GIVEN TEXT –
## begin
Fig. 4a–d illustrates the XPS spectra of the Ti2p peaks of the AgCu/TiO₂ nanoparticles. The deconvoluted spectra of the 0.1 mol% AgCu and 0.1 mol% Ag 0.5 mol% Cu were fitted into four peaks. For the 0.1 mol% AgCu, the peaks were located at 457.8, 458.9, 464.3 and 465.2 eV, while for the 0.1 mol% Ag 0.5 mol% Cu, the peaks were located at 456.1, 458.1, 461.3, and 464.1 eV. The peaks at approximately 458 and 463 eV are associated with Ti⁴⁺ 2p_3/2 and Ti³⁺ 2p_1/2.^31,32 Whereas, for the 0.5 mol% Ag 0.1 mol% Cu and 0.5 mol% AgCu, the spectra were fitted into five peaks. The 0.5 mol% AgCu spectrum shows a strong shoulder at lower binding energy, probably induced by a higher loading concentration of Ag and Cu, resulting to defects (Ti³⁺) and this is consistent with the PL analyses. This behaviour was previously reported by Tshabalala et al.³²

Fig. 4 Ti2p XPS spectra of (a) 0.1 mol% AgCu, (b) 0.1 mol% Ag 0.5 mol% Cu, (c) 0.5 mol% Ag 0.1 mol% Cu and (d) 0.5 mol% AgCu. Note (e–h) correspond to the O 1s spectra of (e) 0.1 mol% AgCu, (f) 0.1 mol% Ag 0.5 mol% Cu, (g) 0.5 mol% Ag 0.1 mol% Cu and (h) 0.5 mol% AgCu/TiO₂ nanoparticles.
## end
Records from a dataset
## begin
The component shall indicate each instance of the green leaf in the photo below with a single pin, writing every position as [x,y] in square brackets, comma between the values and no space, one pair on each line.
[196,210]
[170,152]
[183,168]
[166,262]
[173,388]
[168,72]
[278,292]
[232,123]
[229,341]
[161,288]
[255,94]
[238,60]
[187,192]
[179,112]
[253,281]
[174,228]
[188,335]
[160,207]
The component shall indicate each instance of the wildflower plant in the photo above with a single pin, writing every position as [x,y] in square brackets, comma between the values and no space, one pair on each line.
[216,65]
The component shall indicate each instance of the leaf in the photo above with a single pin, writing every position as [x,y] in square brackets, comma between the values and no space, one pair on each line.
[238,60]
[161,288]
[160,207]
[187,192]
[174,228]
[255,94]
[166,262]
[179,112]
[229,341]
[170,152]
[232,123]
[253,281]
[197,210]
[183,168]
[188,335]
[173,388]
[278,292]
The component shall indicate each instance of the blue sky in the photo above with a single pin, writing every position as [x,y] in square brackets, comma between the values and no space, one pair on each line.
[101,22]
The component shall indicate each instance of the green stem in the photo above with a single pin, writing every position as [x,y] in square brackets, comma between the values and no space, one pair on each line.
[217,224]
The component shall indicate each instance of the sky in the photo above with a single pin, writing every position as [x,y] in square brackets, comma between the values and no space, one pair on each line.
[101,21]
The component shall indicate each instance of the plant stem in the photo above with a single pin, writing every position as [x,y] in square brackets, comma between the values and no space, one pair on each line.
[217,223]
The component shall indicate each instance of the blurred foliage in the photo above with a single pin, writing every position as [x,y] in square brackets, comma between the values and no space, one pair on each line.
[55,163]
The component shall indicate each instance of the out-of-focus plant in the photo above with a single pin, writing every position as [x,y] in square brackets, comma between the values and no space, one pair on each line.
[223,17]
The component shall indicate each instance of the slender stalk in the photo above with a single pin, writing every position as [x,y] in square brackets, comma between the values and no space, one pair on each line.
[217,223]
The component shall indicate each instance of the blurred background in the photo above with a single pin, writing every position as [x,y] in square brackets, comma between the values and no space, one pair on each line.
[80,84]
## end
TASKS AND EXERCISES –
a. Duplicate the stretch of the XPS passage from "Fig. 4 Ti2p" through "mol% AgCu/TiO₂ nanoparticles.".
b. According to the XPS passage, at which binding energies were the peaks located for the 0.1 mol% AgCu sample?
The listing is not needed here.

OUTPUTS IN ORDER –
a.
Fig. 4 Ti2p XPS spectra of (a) 0.1 mol% AgCu, (b) 0.1 mol% Ag 0.5 mol% Cu, (c) 0.5 mol% Ag 0.1 mol% Cu and (d) 0.5 mol% AgCu. Note (e–h) correspond to the O 1s spectra of (e) 0.1 mol% AgCu, (f) 0.1 mol% Ag 0.5 mol% Cu, (g) 0.5 mol% Ag 0.1 mol% Cu and (h) 0.5 mol% AgCu/TiO₂ nanoparticles.

b. 457.8, 458.9, 464.3 and 465.2 eV